### [What you should do]
Down to the last character, repeat the entries beneath this task.

————

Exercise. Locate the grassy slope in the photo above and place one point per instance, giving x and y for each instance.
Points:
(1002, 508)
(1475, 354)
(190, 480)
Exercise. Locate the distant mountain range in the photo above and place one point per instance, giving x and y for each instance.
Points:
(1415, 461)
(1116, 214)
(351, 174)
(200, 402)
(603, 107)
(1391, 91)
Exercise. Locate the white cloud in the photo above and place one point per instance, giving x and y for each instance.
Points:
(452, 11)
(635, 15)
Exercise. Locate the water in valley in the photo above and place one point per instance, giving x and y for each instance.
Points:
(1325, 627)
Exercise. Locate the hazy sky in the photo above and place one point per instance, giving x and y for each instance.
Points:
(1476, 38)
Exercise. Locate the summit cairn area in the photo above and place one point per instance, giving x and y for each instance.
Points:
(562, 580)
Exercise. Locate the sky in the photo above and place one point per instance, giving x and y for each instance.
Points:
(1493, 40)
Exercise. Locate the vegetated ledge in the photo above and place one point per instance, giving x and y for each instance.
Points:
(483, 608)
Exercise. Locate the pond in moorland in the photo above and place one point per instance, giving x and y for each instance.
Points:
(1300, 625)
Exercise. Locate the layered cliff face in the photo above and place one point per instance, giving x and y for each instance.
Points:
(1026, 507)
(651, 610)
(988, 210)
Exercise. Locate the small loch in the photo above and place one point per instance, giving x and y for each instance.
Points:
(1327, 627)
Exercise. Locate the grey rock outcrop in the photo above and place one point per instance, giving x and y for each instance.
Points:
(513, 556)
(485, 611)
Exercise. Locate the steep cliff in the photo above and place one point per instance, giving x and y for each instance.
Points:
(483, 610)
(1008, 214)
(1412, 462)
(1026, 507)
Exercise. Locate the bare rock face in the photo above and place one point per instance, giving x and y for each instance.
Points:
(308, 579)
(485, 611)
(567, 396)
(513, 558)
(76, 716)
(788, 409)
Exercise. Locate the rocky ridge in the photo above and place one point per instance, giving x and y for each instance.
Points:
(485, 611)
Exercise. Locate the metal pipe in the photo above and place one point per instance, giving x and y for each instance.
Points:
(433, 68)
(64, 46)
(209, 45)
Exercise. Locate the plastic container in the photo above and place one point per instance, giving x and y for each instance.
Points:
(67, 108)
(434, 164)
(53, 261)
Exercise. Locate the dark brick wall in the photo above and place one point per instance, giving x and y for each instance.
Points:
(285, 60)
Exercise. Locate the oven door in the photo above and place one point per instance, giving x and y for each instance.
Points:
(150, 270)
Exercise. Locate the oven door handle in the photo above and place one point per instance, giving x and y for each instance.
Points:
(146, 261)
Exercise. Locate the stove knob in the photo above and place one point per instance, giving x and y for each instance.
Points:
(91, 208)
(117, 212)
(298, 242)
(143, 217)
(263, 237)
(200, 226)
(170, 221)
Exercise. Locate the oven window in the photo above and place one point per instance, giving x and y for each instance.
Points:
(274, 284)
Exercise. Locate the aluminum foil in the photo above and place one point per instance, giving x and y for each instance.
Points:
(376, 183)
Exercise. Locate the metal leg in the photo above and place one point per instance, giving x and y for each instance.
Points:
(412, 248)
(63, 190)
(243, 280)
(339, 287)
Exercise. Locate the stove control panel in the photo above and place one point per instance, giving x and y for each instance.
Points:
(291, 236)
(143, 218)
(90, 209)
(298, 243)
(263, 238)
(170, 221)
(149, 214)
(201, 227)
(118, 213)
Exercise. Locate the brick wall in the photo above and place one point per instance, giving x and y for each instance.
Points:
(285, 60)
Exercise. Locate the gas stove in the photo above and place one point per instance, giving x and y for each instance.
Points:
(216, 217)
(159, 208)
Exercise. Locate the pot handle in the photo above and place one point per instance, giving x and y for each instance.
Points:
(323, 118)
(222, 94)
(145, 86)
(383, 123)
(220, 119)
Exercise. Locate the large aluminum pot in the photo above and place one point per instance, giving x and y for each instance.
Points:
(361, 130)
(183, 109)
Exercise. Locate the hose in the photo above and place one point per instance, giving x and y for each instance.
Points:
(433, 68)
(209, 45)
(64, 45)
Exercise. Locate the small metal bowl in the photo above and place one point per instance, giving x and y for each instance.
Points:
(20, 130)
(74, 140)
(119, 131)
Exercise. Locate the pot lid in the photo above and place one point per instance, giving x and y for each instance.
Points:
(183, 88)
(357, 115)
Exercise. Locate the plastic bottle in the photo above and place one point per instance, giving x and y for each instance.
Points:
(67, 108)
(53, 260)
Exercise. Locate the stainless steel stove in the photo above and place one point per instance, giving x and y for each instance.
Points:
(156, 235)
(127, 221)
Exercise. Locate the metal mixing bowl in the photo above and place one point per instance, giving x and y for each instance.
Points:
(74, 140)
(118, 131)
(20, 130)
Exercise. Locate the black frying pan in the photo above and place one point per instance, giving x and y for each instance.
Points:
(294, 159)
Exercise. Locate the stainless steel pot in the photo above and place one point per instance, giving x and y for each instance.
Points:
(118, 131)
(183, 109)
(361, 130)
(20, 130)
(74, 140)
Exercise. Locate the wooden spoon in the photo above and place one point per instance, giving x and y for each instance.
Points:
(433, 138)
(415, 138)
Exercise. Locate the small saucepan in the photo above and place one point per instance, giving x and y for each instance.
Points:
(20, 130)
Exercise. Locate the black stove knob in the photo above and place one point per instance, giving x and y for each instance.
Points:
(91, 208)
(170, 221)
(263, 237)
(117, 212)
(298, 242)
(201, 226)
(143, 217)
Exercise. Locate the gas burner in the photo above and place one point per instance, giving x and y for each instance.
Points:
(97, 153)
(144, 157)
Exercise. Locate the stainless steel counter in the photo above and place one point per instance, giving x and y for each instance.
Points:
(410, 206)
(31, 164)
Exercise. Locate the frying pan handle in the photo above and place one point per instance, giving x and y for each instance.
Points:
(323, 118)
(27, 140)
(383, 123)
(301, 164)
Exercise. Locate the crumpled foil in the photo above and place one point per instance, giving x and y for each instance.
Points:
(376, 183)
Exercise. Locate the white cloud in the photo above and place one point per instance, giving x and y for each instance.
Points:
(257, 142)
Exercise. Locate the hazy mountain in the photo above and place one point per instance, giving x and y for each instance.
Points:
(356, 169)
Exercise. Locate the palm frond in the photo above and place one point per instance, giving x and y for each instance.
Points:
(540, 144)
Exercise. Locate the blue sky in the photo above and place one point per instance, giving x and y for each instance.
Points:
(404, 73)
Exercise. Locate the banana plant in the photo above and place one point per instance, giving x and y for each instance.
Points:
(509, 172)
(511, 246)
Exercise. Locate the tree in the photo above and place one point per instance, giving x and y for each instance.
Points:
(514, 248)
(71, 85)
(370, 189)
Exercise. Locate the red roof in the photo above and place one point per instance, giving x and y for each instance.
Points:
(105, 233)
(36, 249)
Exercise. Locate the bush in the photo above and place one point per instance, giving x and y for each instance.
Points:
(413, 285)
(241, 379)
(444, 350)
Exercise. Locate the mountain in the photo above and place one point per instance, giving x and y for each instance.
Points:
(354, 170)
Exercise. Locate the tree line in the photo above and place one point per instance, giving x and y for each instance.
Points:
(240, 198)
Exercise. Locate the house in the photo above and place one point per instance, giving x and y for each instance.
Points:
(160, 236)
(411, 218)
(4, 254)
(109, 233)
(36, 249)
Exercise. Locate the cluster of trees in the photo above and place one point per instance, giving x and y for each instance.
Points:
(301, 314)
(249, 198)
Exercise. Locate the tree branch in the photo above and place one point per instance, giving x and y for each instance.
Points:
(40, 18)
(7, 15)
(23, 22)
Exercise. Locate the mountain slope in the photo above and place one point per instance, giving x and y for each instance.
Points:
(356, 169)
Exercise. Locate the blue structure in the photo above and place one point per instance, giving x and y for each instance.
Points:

————

### [Reply to the exercise]
Exercise. Locate the grassy slope in the photo above and place one point per instance, giving x and y for each instance.
Points:
(1002, 508)
(1475, 354)
(190, 480)
Exercise. Locate the distant mountain range in the photo above and place one point per instance, giving x and y for each instance.
Points:
(1415, 461)
(1116, 214)
(351, 174)
(200, 402)
(603, 107)
(1391, 91)
Exercise. Locate the white cloud in the photo above and place one point per instance, giving x and y for each instance.
Points:
(452, 11)
(635, 15)
Exercise. Locate the water in valley in the photo above and place one point per instance, giving x and y for each instance.
Points:
(1325, 627)
Exercise. Locate the hazy sky in the photo above and place one point per instance, giving x and y for each instance.
Points:
(1476, 38)
Exercise. Locate the summit cairn area in the photo above and place one point per instance, giving x and y for each instance.
Points:
(562, 580)
Exercise. Locate the sky in the photo above and place one point per instance, giving x and y for each instance.
Points:
(1493, 40)
Exercise. Locate the vegetated ledge in the photo above and place one point per instance, giving x and y for each instance.
Points:
(483, 608)
Exercise. Locate the pond in moorland in the photo above and place one point per instance, giving x and y for each instance.
Points:
(1300, 625)
Exercise. Locate the layered cliff face in the photo above and place one point per instance, giving x and y for each instance.
Points:
(1026, 507)
(651, 610)
(988, 210)
Exercise. Locate the small loch in the photo above and place one point per instance, giving x and y for each instance.
Points:
(1327, 627)
Exercise. Locate the grey rock outcrop in the photo above and place one point per instance, giving x and y for each instance.
Points:
(513, 556)
(485, 611)
Exercise. Locate the steep cliff in the photo above and place one point per instance, giving x and y for each instance.
Points:
(483, 610)
(1008, 214)
(1412, 462)
(1026, 507)
Exercise. Locate the bare rock face in the photo above and place one point per instance, giving x and y for each instance.
Points:
(308, 579)
(485, 611)
(567, 396)
(513, 558)
(76, 716)
(788, 409)
Exercise. Locate the rocky ridge in the photo above and place one point per instance, giving x and y for each instance.
Points:
(485, 611)
Exercise. Locate the metal pipe in the photo above and place one point per instance, giving x and y for each instance.
Points:
(433, 68)
(64, 46)
(209, 45)
Exercise. Locate the plastic container in the photo above and place one point per instance, giving x and y for each instance.
Points:
(67, 108)
(434, 164)
(53, 261)
Exercise. Locate the dark brick wall in the photo above and place one point per instance, giving x and y for each instance.
Points:
(285, 60)
Exercise. Locate the oven door in the photo above and place one point per instance, giving x and y for each instance.
Points:
(150, 270)
Exercise. Locate the oven door handle in the photo above and place one point per instance, giving x and y for each instance.
Points:
(146, 261)
Exercise. Locate the stove knob in the photo above and place one point per instance, giving x and y for each instance.
Points:
(91, 208)
(117, 212)
(298, 242)
(143, 217)
(263, 237)
(200, 226)
(170, 221)
Exercise. Locate the oven window in the photo above and place one point per instance, giving x and y for each instance.
Points:
(274, 284)
Exercise. Locate the aluminum foil in the photo above and place one point per instance, giving x and y for each instance.
Points:
(376, 183)
Exercise. Locate the metal leg in the photo above and place one point per instance, giving x and y for each instance.
Points:
(412, 248)
(63, 190)
(243, 280)
(339, 287)
Exercise. Locate the stove control panel in the photo above and place one point per instance, giving x and y for each instance.
Points:
(291, 236)
(143, 218)
(90, 209)
(298, 243)
(263, 238)
(170, 221)
(149, 214)
(201, 227)
(118, 213)
Exercise. Locate the brick wall in the photo above and place one point per instance, giving x and y for each instance.
Points:
(285, 60)
Exercise. Locate the gas stove in the photo above and place one point per instance, giving x and y for each instance.
Points:
(216, 217)
(159, 208)
Exercise. Locate the pot handle in the photo above and place one point per instance, giving x and y for each instance.
Points:
(323, 118)
(222, 94)
(145, 86)
(383, 123)
(220, 119)
Exercise. Locate the large aluminum pot in the photo above and place one point per instance, giving x and y for each instance.
Points:
(361, 130)
(183, 109)
Exercise. Locate the hose in the photo above and place one point per instance, giving x and y for each instance.
Points:
(433, 68)
(209, 45)
(64, 45)
Exercise. Locate the small metal bowl in the photo above and place one point per instance, giving x and y for each instance.
Points:
(20, 130)
(74, 140)
(119, 131)
Exercise. Locate the pot lid in the photo above and place one point per instance, giving x and y for each instance.
Points:
(183, 88)
(357, 115)
Exercise. Locate the plastic bottle in the photo above and place one point per instance, giving x and y for each instance.
Points:
(67, 108)
(53, 260)
Exercise. Locate the stainless steel stove in the photo above and place one point per instance, giving x and y for each instance.
Points:
(156, 235)
(127, 221)
Exercise. Locate the metal mixing bowl in the photo above and place one point per instance, giving x and y for each instance.
Points:
(74, 140)
(118, 131)
(20, 130)
Exercise. Locate the black frying pan in the photo above and place one point per instance, giving x and y for each instance.
Points:
(294, 159)
Exercise. Locate the stainless steel pot in the photo above and place one point per instance, giving x and y for each instance.
Points:
(118, 131)
(183, 109)
(361, 130)
(20, 130)
(74, 140)
Exercise. Locate the wooden spoon in the photo above and place one point per instance, giving x and y for each instance.
Points:
(433, 138)
(415, 138)
Exercise. Locate the small saucepan in the photo above and place one point per instance, giving x and y for each instance.
Points:
(20, 130)
Exercise. Locate the black stove knob in the photo above and place one point per instance, giving x and y for each instance.
Points:
(91, 208)
(170, 221)
(263, 237)
(117, 212)
(298, 242)
(201, 226)
(143, 217)
Exercise. Locate the gas burner in the photo above and place one point per instance, giving x and y for each instance.
Points:
(97, 153)
(144, 157)
Exercise. Locate the stainless steel counter in the photo above and place one point per instance, giving x and y for each instance.
Points:
(410, 206)
(31, 164)
Exercise. Locate the frying pan handle in the photo above and place one point per instance, giving x and y for each instance.
Points:
(323, 118)
(27, 140)
(383, 123)
(301, 164)
Exercise. Locate the crumpled foil in the photo above and place one point per instance, giving x and y for each instance.
Points:
(376, 183)
Exercise. Locate the white cloud in the photo above and place one point per instance, giving x and y for each instance.
Points:
(257, 142)
Exercise. Locate the hazy mountain in the photo above and place one point per instance, giving x and y for each instance.
Points:
(356, 169)
Exercise. Locate the palm frond in the photo above and place one point per instance, giving x and y for each instance.
Points:
(540, 144)
Exercise. Locate the blue sky in the photo above and place one point per instance, giving x and y for each instance.
Points:
(404, 73)
Exercise. Locate the banana plant in the photo above and place one point per instance, giving x and y for each instance.
Points:
(509, 172)
(511, 246)
Exercise. Locate the tree in the photo above and place one point per instance, giving x and y for each instance.
Points:
(514, 248)
(71, 85)
(370, 189)
Exercise. Locate the red roof in the photo above and place one point per instance, giving x and y for each instance.
Points:
(105, 233)
(36, 249)
Exercise. Locate the bush in the photo above and place one point per instance, giving x and y for each instance.
Points:
(413, 285)
(241, 379)
(444, 350)
Exercise. Locate the mountain in the photo above and place one point per instance, giving x and y for each instance.
Points:
(354, 170)
Exercise. Locate the tree line in the photo above and place one point per instance, giving x and y for each instance.
Points:
(240, 198)
Exercise. Locate the house in the photo above and place one point per instance, giving x and y for each instance.
Points:
(160, 236)
(411, 218)
(4, 254)
(109, 233)
(36, 249)
Exercise. Locate the cluster of trees in the photo above and place one point per instance, giving x and y for each instance.
Points:
(301, 314)
(249, 198)
Exercise. Locate the tree branch in the photo above and place one point per instance, giving x and y for each instance.
Points:
(40, 18)
(7, 15)
(23, 22)
Exercise. Locate the mountain slope in the photo above and place one point per instance, giving x and y for each instance.
Points:
(356, 169)
Exercise. Locate the blue structure in the photo above and place one point per instance, giving x and y for each instance.
Points:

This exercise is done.